The class basis of resistance has to be re-created from the base up. The anti-capitalist bandwagon cannot side step rebuilding the labour unions by taking a cyberspace detour. Without the unions there is no ‘school for revolution’ (Trotsky). This is because only by fighting capital in the space of production is it possible to bring workers’ power to bear on capital.

Taking on the state machine on the streets and barricades can only win when workers control the military and state forces. This will not happen until workers build militia to defend their workplaces from strike breaking and state repression. Hyperreal fictions that reality is anywhere but production are scenarios for disaster.

So today as never before, the anti-capitalist movement needs revolutionary Marxist theory and practice. The new generations need to learn the lessons of successful revolutions and failed revolutions. That is why we have no confidence in the SWP or LCR as a new leadership. Both tendencies never learnt the lessons of the Bolsheviks and liquidated themselves as vanguard parties in the post-war period. The SWP rejected the defence of the SU the supreme test of Bolshevism. The IS rejected the working class vanguard for a number of non-worker vanguards. Neither can claim to even recognise the roots of their problems. So they cannot learn from their mistakes.

The basic lessons are:

class agency; class independence; and the democratic centralist party. Lets briefly define each of these.

  • Class Agency: only the working class can lead an anti-capitalist revolution. This is because the working class produces surplus-value and can use its power to stop production. Thus workers must build workplace organisations and united unions across international borders to control production.
  • Class Independence: the working class must lead all other oppressed classes (e.g. peasants) and groups (poor, unemployed, gay etc) in the struggle for socialism without making any concessions to the bourgeoisie or other hostile classes. The united front is counter-posed to the popular front.
  • Democratic centralist Party: the working class becomes an agency for revolution only when it is led by a revolutionary vanguard party organised on a democratic centralist basis. Democratic centralism in Lenin’s view allows the party to unite theory and practice in the struggle and constantly test its program for revolution.

◆ Records provided ◆
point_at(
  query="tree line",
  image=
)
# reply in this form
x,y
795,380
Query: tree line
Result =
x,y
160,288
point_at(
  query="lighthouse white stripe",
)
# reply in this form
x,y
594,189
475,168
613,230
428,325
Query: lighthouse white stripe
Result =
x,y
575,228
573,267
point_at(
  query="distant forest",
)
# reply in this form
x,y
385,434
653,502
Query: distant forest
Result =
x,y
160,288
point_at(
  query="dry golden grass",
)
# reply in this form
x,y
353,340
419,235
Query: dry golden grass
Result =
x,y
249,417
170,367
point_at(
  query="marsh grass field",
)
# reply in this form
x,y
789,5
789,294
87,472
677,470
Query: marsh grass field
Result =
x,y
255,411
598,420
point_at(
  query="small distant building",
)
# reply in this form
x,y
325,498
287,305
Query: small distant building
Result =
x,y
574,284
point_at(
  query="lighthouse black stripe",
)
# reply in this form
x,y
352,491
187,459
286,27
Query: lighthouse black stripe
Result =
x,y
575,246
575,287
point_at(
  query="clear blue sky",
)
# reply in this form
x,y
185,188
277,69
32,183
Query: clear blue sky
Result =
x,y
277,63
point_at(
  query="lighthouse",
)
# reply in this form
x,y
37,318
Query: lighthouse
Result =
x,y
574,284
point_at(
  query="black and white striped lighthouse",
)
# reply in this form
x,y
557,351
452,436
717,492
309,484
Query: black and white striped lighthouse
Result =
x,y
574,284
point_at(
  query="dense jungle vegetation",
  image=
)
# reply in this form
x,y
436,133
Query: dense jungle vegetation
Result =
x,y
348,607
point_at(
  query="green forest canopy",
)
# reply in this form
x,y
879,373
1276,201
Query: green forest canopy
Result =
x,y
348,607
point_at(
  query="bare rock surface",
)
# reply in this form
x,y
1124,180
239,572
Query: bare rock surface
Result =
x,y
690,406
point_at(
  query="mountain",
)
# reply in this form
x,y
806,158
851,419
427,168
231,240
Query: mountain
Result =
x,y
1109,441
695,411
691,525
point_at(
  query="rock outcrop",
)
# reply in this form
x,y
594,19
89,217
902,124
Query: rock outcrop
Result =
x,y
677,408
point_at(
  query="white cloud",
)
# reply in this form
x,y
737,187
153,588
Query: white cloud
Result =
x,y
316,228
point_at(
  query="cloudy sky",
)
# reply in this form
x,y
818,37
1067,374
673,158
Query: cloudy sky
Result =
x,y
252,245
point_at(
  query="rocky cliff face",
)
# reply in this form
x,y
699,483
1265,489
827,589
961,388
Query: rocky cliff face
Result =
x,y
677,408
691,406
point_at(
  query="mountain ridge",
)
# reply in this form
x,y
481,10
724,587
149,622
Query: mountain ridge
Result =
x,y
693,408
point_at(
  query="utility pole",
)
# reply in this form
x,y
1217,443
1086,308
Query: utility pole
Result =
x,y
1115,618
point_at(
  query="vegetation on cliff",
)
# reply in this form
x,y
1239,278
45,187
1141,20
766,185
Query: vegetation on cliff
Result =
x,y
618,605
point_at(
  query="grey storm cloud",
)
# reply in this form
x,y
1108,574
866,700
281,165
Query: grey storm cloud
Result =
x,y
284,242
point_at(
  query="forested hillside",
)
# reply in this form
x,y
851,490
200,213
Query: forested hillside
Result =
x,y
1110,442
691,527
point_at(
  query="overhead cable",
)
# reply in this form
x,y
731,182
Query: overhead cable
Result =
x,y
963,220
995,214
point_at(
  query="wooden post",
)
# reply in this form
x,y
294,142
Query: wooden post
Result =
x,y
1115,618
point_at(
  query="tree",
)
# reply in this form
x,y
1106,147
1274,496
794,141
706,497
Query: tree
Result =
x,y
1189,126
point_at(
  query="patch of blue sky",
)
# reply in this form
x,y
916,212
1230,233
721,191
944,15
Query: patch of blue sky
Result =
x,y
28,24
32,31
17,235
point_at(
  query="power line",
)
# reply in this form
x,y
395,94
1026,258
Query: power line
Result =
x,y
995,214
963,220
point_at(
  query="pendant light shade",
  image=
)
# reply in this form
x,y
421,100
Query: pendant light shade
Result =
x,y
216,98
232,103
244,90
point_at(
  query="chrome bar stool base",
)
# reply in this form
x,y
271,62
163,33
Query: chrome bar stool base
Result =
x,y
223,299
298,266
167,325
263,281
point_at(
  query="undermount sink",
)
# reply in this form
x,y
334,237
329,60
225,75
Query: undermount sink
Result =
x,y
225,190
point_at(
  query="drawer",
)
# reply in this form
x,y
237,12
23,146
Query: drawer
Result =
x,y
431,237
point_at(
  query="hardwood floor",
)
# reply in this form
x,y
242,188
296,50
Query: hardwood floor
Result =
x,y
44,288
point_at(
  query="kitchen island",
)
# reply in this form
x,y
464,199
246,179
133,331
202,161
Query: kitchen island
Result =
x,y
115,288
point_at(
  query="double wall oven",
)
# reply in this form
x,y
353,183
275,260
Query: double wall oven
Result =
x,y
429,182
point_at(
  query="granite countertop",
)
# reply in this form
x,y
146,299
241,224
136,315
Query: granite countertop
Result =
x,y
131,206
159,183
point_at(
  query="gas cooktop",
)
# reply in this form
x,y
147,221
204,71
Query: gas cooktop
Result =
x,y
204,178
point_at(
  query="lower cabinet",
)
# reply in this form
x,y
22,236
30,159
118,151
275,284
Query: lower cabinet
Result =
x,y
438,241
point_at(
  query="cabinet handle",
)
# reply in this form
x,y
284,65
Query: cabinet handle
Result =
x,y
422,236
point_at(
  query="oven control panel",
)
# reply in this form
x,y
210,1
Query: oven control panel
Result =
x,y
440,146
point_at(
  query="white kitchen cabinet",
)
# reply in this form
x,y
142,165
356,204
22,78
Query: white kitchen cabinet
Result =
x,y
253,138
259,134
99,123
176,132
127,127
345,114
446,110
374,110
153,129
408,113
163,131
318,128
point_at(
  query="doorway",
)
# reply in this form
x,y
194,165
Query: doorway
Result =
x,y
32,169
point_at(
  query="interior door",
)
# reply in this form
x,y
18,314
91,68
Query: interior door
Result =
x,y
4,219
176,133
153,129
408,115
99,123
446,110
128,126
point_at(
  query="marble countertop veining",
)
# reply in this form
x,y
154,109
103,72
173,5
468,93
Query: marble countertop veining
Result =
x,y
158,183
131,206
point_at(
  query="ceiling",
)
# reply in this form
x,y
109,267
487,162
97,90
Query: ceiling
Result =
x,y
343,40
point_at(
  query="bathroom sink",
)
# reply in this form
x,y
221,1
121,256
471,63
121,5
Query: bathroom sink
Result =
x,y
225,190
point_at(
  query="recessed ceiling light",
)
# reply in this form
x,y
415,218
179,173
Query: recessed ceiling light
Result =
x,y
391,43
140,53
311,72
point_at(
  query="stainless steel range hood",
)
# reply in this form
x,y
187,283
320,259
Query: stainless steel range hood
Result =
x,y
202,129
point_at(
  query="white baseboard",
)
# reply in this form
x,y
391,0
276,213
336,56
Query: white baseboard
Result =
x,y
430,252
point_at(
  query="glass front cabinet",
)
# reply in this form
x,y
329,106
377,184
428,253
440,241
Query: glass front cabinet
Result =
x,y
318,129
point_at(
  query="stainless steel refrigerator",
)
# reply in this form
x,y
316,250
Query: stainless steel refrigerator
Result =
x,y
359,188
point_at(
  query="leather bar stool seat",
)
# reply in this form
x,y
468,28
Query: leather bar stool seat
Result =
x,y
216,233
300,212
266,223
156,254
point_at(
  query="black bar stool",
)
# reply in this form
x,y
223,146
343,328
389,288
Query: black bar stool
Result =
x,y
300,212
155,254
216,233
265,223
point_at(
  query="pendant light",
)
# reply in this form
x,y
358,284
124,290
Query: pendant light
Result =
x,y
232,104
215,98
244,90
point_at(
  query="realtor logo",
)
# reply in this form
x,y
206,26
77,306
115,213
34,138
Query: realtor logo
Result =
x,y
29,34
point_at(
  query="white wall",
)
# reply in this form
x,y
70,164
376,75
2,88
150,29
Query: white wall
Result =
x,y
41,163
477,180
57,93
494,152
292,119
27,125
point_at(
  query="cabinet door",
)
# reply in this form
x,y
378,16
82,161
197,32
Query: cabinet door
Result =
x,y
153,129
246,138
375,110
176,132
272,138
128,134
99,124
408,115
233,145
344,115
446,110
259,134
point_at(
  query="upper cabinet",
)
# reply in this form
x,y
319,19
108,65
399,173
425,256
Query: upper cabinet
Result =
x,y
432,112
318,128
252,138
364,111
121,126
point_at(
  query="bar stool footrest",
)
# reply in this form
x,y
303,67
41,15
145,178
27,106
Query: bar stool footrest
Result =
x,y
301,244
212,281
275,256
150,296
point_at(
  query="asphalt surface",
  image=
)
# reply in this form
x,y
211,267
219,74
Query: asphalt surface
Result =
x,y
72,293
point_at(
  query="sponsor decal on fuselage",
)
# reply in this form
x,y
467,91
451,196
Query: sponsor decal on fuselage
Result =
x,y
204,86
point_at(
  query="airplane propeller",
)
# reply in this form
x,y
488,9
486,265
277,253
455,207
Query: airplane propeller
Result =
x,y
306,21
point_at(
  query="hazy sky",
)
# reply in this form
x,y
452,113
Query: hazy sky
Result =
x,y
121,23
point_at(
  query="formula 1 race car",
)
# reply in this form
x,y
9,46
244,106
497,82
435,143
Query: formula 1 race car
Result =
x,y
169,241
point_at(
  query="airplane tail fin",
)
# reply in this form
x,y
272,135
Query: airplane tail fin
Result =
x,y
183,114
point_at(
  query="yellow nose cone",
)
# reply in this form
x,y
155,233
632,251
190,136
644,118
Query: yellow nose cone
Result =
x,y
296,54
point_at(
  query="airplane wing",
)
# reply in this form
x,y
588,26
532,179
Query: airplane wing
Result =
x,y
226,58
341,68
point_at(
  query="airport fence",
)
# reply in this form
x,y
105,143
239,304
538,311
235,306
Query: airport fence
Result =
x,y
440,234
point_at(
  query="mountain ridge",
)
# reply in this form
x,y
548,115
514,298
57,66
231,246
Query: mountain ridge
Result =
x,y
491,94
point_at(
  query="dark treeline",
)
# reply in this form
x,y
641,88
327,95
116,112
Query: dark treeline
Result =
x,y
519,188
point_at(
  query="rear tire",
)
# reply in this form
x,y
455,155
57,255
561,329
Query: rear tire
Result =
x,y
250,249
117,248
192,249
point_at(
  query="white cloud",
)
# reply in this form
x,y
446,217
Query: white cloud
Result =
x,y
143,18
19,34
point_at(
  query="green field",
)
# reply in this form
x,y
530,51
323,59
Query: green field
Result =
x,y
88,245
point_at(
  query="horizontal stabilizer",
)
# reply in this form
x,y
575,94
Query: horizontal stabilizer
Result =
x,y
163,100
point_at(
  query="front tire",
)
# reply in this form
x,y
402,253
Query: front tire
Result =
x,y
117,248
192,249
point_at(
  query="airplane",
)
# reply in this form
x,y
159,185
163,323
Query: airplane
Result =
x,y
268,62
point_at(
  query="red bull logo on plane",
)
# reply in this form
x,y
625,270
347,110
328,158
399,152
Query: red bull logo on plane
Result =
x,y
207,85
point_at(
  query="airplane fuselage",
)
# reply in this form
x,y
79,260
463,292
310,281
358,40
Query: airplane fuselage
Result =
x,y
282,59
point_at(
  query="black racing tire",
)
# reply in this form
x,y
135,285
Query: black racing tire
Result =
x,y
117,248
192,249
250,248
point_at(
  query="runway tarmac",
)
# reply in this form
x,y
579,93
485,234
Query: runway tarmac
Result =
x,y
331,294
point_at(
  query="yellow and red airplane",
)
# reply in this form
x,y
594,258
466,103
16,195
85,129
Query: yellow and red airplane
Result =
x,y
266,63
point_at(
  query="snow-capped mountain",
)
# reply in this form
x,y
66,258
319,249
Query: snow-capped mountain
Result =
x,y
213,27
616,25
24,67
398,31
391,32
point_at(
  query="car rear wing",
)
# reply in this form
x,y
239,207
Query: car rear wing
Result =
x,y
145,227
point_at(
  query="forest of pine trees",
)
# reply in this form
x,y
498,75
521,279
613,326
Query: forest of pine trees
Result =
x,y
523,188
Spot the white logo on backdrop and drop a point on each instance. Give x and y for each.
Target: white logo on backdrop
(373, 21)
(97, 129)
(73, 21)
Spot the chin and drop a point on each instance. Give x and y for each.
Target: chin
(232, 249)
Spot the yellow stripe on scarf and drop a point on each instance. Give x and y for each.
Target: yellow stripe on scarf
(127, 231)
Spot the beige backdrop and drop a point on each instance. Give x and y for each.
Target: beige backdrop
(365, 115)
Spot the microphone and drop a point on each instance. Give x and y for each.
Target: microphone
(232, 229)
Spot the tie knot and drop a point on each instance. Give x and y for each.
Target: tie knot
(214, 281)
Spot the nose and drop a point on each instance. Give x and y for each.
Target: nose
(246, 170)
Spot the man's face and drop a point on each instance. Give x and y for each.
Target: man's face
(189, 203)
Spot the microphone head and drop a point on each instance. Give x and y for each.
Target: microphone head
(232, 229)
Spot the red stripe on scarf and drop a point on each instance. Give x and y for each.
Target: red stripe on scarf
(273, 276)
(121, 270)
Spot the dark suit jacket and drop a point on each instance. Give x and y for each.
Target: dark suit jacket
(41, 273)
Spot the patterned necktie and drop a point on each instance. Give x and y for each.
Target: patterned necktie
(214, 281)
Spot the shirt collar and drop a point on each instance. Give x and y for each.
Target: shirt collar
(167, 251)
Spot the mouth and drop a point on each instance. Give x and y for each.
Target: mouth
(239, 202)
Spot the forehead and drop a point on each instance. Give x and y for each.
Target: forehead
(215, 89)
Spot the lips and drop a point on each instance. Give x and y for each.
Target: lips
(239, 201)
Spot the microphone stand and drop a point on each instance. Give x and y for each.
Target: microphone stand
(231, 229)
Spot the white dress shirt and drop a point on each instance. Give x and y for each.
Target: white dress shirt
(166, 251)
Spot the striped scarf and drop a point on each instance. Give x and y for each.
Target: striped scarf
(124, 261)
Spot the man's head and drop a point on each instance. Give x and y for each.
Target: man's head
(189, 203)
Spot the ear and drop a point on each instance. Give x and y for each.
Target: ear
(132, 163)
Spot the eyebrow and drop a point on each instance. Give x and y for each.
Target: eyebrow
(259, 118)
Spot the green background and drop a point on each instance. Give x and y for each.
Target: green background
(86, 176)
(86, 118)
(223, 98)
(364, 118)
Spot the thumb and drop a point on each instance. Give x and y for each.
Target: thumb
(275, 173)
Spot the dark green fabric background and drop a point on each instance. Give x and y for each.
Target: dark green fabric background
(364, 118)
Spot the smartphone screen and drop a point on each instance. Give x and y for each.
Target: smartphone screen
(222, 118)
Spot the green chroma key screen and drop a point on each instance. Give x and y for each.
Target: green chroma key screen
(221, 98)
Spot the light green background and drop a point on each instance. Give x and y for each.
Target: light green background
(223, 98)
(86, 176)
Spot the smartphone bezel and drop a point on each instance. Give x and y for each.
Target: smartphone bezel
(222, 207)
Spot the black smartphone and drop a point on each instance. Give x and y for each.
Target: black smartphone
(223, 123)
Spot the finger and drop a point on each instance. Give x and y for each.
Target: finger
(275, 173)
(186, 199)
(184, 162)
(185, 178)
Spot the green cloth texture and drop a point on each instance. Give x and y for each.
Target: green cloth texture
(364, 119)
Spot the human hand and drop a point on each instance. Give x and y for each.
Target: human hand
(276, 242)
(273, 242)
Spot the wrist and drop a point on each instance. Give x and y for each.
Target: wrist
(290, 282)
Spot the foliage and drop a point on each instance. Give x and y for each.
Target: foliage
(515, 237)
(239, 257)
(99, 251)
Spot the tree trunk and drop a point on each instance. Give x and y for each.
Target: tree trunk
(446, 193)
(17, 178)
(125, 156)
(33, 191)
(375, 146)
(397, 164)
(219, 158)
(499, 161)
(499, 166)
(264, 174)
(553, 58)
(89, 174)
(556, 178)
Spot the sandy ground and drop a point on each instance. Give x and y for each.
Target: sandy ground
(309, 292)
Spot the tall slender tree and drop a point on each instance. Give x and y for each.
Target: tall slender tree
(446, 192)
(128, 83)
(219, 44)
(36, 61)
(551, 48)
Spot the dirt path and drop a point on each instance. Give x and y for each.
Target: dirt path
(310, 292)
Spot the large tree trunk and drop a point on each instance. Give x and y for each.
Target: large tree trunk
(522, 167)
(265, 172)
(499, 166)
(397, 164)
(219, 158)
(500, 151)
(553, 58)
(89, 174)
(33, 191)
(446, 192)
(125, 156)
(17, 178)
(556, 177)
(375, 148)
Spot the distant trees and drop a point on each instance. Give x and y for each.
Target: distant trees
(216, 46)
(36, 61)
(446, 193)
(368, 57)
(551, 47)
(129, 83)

◆ Work required ◆
Pick up the passage on the lessons for the anti-capitalist movement after its last sentence and carry it forward.

◆ Output below ◆
  • Each of these lessons/principles of Bolshevism can be applied to the anti-capitalist movement today in the following way:
  • Class Agency: Many in the anti-capitalist movement do not see capitalism as about classes. They see it as a coalition of social movements that cut across classes. (e.g. the famous reference to the Zapatistas being viewed as gay, feminist, union, indigenous, black etc depending upon which aspect is identified with by any given social movement.) This pluralist concept of oppression/social movements has be critiqued by class analysis and a coalition built based upon working class leadership.
  • Class Independence: Working class independence becomes the basis for building the movement. Instead of confronting MNC capital at conventions and on the streets, workers should unite internationally to fight capitalism on the job. The target of free trade can then be replaced by the target of the MNC’s plants in a number of countries. Instead of entering popular or patriotic fronts (eg Mexico) to fight ‘free trade’ (which is only a symptom of the weakness of workers to reject low wages and conditions) international united fronts to win concessions from MNC’s in every country can be formed.
  • Democratic Centralist Party: Within the united fronts in which workers organisations take the lead, there has to be a no holds barred fight among revolutionary tendencies to create a revolutionary party on the model of the Bolshevik party. Patriotic frontists, reformists, nationalists, opportunists, ultralefts etc. have to be confronted and defeated in the struggles in the same way the Bolsheviks defeated the Mensheviks and ultralefts.
  • Turn the anti-capitalist movement into a
    Revolutionary Communist International!